__What the task requires__
Each line of the data below holding the word "blurred" must be copied.

__Data records__
+-------+

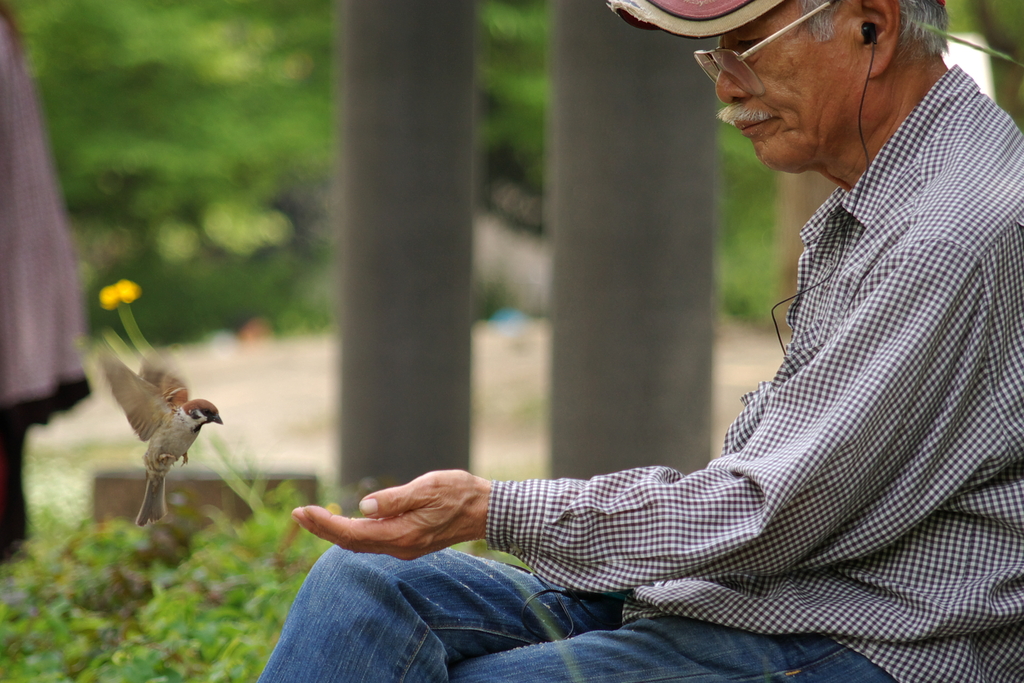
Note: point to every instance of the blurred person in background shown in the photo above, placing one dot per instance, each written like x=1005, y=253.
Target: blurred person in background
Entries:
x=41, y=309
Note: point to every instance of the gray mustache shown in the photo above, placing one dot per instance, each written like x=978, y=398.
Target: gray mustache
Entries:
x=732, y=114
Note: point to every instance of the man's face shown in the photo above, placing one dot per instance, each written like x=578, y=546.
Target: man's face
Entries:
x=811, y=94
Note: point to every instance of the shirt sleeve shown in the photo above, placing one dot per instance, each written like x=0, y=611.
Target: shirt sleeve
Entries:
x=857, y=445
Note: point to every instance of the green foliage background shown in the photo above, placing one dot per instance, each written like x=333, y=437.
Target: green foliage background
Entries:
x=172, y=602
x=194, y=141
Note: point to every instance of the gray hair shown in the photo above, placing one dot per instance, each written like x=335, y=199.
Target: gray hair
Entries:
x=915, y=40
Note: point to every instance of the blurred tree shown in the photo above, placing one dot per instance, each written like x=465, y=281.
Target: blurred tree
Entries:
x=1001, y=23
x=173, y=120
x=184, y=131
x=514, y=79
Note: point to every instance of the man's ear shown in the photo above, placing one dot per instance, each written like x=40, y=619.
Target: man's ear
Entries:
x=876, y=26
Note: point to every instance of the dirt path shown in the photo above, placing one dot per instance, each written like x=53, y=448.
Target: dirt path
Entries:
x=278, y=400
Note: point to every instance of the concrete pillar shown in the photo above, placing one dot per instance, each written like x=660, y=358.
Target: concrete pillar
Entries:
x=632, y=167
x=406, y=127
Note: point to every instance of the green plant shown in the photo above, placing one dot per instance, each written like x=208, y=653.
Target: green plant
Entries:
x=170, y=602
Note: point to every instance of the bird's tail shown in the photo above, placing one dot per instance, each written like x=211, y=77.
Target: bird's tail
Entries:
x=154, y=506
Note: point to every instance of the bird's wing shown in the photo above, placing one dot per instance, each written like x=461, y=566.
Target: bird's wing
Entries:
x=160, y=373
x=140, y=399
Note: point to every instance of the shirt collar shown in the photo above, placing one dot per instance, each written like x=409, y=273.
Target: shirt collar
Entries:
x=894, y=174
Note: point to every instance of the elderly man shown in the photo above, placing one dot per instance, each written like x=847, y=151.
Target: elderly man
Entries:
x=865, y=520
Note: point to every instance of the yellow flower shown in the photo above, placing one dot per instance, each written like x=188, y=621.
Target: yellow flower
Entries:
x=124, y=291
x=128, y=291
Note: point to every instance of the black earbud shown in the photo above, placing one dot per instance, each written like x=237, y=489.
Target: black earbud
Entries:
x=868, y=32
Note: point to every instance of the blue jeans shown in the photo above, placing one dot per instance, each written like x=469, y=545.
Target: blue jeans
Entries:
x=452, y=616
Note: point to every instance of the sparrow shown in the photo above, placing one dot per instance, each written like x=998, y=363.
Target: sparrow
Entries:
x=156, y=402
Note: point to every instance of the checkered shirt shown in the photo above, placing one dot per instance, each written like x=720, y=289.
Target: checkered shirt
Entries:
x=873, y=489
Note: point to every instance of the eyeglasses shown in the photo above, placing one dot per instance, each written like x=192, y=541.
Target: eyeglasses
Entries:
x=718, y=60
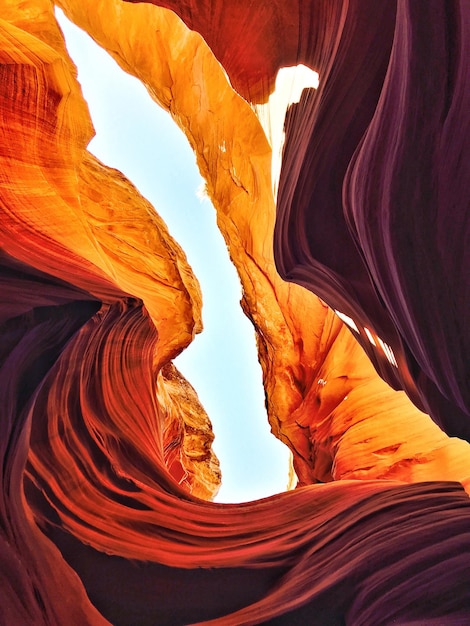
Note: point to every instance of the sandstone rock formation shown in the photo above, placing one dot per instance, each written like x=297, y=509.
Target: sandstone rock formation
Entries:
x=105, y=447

+-------+

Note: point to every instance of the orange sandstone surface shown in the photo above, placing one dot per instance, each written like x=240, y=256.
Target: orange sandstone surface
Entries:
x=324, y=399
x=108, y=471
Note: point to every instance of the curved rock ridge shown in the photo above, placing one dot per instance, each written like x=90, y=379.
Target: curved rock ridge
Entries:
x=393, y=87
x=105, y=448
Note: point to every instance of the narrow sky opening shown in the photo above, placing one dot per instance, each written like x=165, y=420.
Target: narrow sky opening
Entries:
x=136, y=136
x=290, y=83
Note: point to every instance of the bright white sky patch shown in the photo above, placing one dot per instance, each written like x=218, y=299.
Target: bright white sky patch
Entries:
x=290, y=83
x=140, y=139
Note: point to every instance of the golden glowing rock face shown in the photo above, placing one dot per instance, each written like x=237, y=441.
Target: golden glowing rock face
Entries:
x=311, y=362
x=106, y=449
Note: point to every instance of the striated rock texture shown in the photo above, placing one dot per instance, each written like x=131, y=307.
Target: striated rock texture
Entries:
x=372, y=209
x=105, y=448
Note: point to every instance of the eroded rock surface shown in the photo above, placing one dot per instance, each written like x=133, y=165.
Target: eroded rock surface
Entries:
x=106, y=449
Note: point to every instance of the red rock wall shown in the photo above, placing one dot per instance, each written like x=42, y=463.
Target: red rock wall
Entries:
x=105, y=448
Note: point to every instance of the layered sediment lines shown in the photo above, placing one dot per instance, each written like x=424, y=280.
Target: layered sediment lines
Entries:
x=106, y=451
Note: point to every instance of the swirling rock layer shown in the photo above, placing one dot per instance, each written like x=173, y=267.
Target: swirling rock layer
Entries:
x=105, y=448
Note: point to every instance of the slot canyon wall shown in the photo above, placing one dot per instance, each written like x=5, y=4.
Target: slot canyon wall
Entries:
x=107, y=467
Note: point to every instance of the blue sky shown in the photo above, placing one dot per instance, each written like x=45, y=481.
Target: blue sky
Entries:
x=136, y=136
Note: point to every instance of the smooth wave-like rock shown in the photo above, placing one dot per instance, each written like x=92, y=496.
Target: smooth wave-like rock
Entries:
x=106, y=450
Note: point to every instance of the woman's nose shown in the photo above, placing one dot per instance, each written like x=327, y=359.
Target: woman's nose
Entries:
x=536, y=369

+-------+

__Result__
Note: point to every instance of the blurred person in background shown in the photo above, placing one dot per instance, each written like x=1005, y=253.
Target: blurred person in background
Note: point to every instance of the blurred tree shown in the photo above, placing one dot per instance, each written like x=465, y=281.
Target: blurred tree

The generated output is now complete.